=== Your instructions ===
Leaving the pictures out, transcribe the records below exactly.

(Region pointing data)
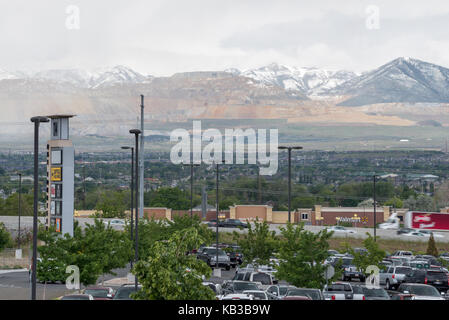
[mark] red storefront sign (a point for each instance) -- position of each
(423, 220)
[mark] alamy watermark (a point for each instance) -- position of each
(72, 22)
(261, 147)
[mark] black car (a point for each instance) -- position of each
(349, 269)
(233, 223)
(238, 286)
(234, 255)
(375, 293)
(435, 278)
(124, 292)
(314, 294)
(404, 230)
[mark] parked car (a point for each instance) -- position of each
(264, 279)
(340, 291)
(235, 255)
(402, 296)
(238, 296)
(216, 288)
(419, 264)
(296, 298)
(100, 293)
(340, 229)
(233, 223)
(350, 271)
(209, 255)
(279, 290)
(124, 292)
(374, 293)
(436, 278)
(257, 294)
(77, 297)
(115, 222)
(403, 253)
(420, 291)
(404, 230)
(427, 233)
(235, 286)
(394, 276)
(313, 294)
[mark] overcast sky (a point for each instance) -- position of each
(164, 37)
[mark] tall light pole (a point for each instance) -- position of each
(191, 165)
(132, 192)
(141, 159)
(374, 203)
(20, 207)
(289, 175)
(37, 121)
(217, 267)
(136, 133)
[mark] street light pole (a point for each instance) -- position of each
(20, 207)
(216, 226)
(37, 121)
(191, 186)
(136, 133)
(132, 195)
(374, 203)
(289, 175)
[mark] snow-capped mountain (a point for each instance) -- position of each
(307, 80)
(116, 75)
(92, 79)
(4, 74)
(403, 80)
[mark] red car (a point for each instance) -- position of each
(100, 293)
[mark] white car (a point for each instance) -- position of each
(115, 222)
(257, 294)
(429, 232)
(422, 234)
(237, 296)
(340, 229)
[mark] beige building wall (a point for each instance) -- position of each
(250, 212)
(280, 217)
(231, 212)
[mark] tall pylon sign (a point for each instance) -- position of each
(60, 176)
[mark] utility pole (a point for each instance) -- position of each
(136, 132)
(142, 156)
(36, 121)
(20, 209)
(289, 176)
(374, 200)
(84, 187)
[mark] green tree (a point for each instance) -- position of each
(5, 237)
(302, 255)
(96, 250)
(169, 274)
(394, 202)
(112, 204)
(258, 244)
(373, 256)
(431, 247)
(173, 198)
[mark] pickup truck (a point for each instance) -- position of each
(341, 291)
(393, 276)
(209, 255)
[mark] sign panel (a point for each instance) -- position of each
(56, 174)
(429, 220)
(58, 224)
(56, 157)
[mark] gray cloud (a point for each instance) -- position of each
(164, 37)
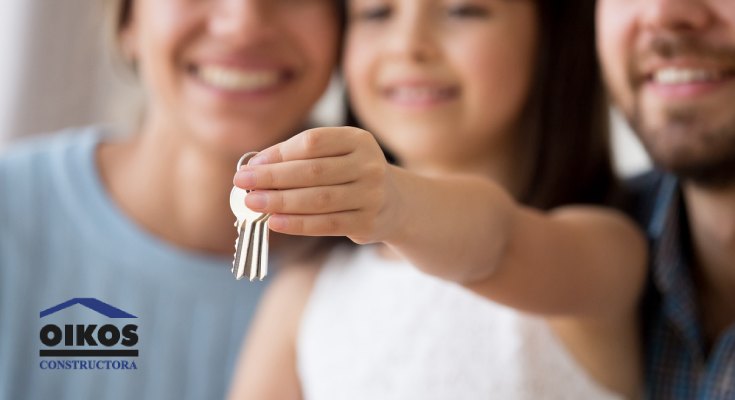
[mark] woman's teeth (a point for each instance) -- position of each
(237, 79)
(683, 76)
(419, 94)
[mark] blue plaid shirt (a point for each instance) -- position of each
(678, 364)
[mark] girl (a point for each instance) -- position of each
(490, 107)
(143, 223)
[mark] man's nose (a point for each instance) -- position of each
(682, 16)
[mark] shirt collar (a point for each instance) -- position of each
(672, 263)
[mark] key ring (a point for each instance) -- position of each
(244, 159)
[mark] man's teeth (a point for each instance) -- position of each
(237, 79)
(682, 76)
(419, 94)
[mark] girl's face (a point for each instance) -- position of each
(232, 75)
(441, 82)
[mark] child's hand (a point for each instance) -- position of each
(329, 181)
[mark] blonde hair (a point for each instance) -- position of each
(117, 15)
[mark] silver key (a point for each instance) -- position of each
(251, 255)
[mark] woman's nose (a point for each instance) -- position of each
(242, 19)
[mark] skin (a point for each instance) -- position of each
(687, 127)
(581, 267)
(195, 128)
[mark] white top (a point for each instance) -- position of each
(380, 329)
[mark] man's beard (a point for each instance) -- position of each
(684, 140)
(712, 167)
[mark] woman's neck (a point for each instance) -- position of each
(173, 189)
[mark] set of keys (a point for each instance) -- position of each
(251, 246)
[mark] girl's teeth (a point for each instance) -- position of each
(237, 79)
(418, 94)
(682, 76)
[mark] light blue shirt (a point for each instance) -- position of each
(63, 238)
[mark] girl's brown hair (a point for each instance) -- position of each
(566, 118)
(564, 129)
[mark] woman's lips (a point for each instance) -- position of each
(239, 79)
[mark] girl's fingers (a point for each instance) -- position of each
(313, 200)
(312, 143)
(299, 173)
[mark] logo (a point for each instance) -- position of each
(113, 342)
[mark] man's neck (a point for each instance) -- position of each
(712, 228)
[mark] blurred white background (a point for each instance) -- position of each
(56, 73)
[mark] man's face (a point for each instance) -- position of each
(670, 66)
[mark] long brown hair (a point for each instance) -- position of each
(566, 132)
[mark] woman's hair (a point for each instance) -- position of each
(564, 126)
(565, 123)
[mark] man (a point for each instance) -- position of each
(670, 67)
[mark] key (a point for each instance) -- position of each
(259, 257)
(251, 246)
(246, 220)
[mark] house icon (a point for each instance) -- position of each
(93, 304)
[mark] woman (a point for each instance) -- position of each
(143, 223)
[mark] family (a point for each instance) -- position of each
(464, 237)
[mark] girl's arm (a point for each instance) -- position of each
(573, 262)
(266, 368)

=== Written response ===
[mark] red storefront sign (a point for each instance) -- position of each
(423, 220)
[mark] alamy watermark (a point for each instance) -- position of each
(72, 22)
(261, 147)
[mark] black car (a point for each instance) -- position of each
(349, 269)
(233, 223)
(238, 286)
(234, 255)
(375, 293)
(435, 278)
(124, 292)
(314, 294)
(404, 230)
[mark] parked car (a point for each instance) -- position of each
(264, 279)
(340, 291)
(235, 255)
(402, 296)
(238, 296)
(216, 288)
(419, 264)
(296, 298)
(100, 293)
(340, 229)
(233, 223)
(350, 271)
(209, 255)
(279, 290)
(124, 292)
(374, 293)
(436, 278)
(257, 294)
(77, 297)
(115, 222)
(403, 253)
(420, 291)
(404, 230)
(427, 233)
(235, 286)
(394, 276)
(313, 294)
[mark] overcast sky (a point for each instance) -- position of each
(164, 37)
[mark] tall light pole (a point for each instance) -- position of each
(191, 165)
(132, 192)
(141, 159)
(374, 203)
(20, 207)
(289, 175)
(37, 121)
(217, 267)
(136, 133)
[mark] street light pole (a point for each instance) -- position of each
(20, 207)
(216, 226)
(37, 121)
(191, 186)
(136, 133)
(132, 195)
(374, 203)
(289, 175)
[mark] snow-capped mountain (a point for each instance) -- position of each
(307, 80)
(116, 75)
(92, 79)
(4, 74)
(403, 80)
[mark] red car (a point for each instance) -- position of each
(100, 293)
[mark] white car (a point for each instance) -- position of each
(115, 222)
(257, 294)
(429, 232)
(422, 234)
(237, 296)
(340, 229)
[mark] beige building wall (a point for each instance) -- position of each
(250, 212)
(280, 217)
(231, 212)
[mark] tall pylon sign (a point for each instance) -- position of each
(60, 176)
[mark] utility pole (a point for each instance) -- position of each
(136, 132)
(142, 156)
(36, 121)
(20, 209)
(289, 176)
(374, 200)
(84, 187)
[mark] green tree (a point for each instance) -- position of each
(5, 237)
(302, 255)
(96, 250)
(169, 274)
(394, 202)
(112, 204)
(258, 244)
(373, 256)
(431, 247)
(173, 198)
[mark] pickup truck (a point for each instance) -- position of each
(341, 291)
(393, 276)
(209, 255)
[mark] sign panel (a point for each instance) -- position of each
(56, 174)
(429, 220)
(58, 224)
(56, 157)
[mark] gray cloud (a point for each instance) -- position of each
(164, 37)
[mark] woman's teeth (a point for each instance) -- position of each
(237, 79)
(683, 76)
(419, 94)
[mark] blue plaid shirt (a point for each instance) -- position of each
(678, 364)
[mark] girl (a point for each instance) -- position of each
(490, 107)
(143, 223)
[mark] man's nose (a point for each instance) -- position of each
(682, 16)
[mark] shirt collar (a point for each instance) -- position of each
(672, 263)
[mark] key ring (a point for each instance) -- position of each
(244, 159)
[mark] man's teeth (a point for each instance) -- position of each
(237, 79)
(682, 76)
(419, 94)
[mark] girl's face (a point for each instance) -- position of each
(232, 75)
(441, 82)
[mark] child's hand (a point for each instance) -- position of each
(329, 181)
[mark] blonde hair (a point for each instance) -- position of each
(117, 15)
[mark] silver key (a point for each instance) -- position of each
(251, 255)
[mark] woman's nose (a point for each instance) -- position of each
(242, 19)
[mark] skin (a point for each instance) -- position of each
(687, 127)
(581, 267)
(195, 128)
[mark] white top (a point for each instance) -- position of each
(380, 329)
[mark] man's beard (a point for each instance) -- position of each
(684, 140)
(712, 167)
[mark] woman's neck (a point for each instance) -- position of each
(173, 189)
[mark] set of keys (a point for each instance) -- position of each
(251, 246)
[mark] girl's teeth (a point for each instance) -- position of each
(237, 79)
(418, 94)
(682, 76)
[mark] light blue shirt (a point for each instance) -- position of each
(63, 238)
[mark] girl's brown hair (a point for each instance) -- position of each
(566, 118)
(564, 129)
[mark] woman's lips (a point for each instance) -- position of each
(239, 79)
[mark] girl's fingers (a point for each instance) -- position of each
(313, 200)
(312, 143)
(299, 173)
[mark] logo (a point for each instance) -- position of each
(113, 342)
[mark] man's neck (a point for each instance) -- position of each
(712, 228)
[mark] blurred white background (a point for each instance) -- position of each
(56, 73)
[mark] man's face (a point for each instance) -- position of each
(670, 66)
[mark] long brown hair (a point for each instance) -- position of each
(566, 132)
[mark] woman's hair (a point for each instance) -- position of each
(564, 126)
(565, 123)
[mark] man (a point for each instance) -- position of each
(670, 67)
[mark] key (a point for each instance) -- position of each
(259, 257)
(251, 246)
(246, 220)
[mark] house icon (a point for each instance) -- position of each
(93, 304)
[mark] woman (a point for each instance) -- position of each
(143, 223)
[mark] family (a point for each instance) -- position of each
(464, 237)
[mark] girl's arm (a point for each instance) -- position of each
(573, 262)
(266, 368)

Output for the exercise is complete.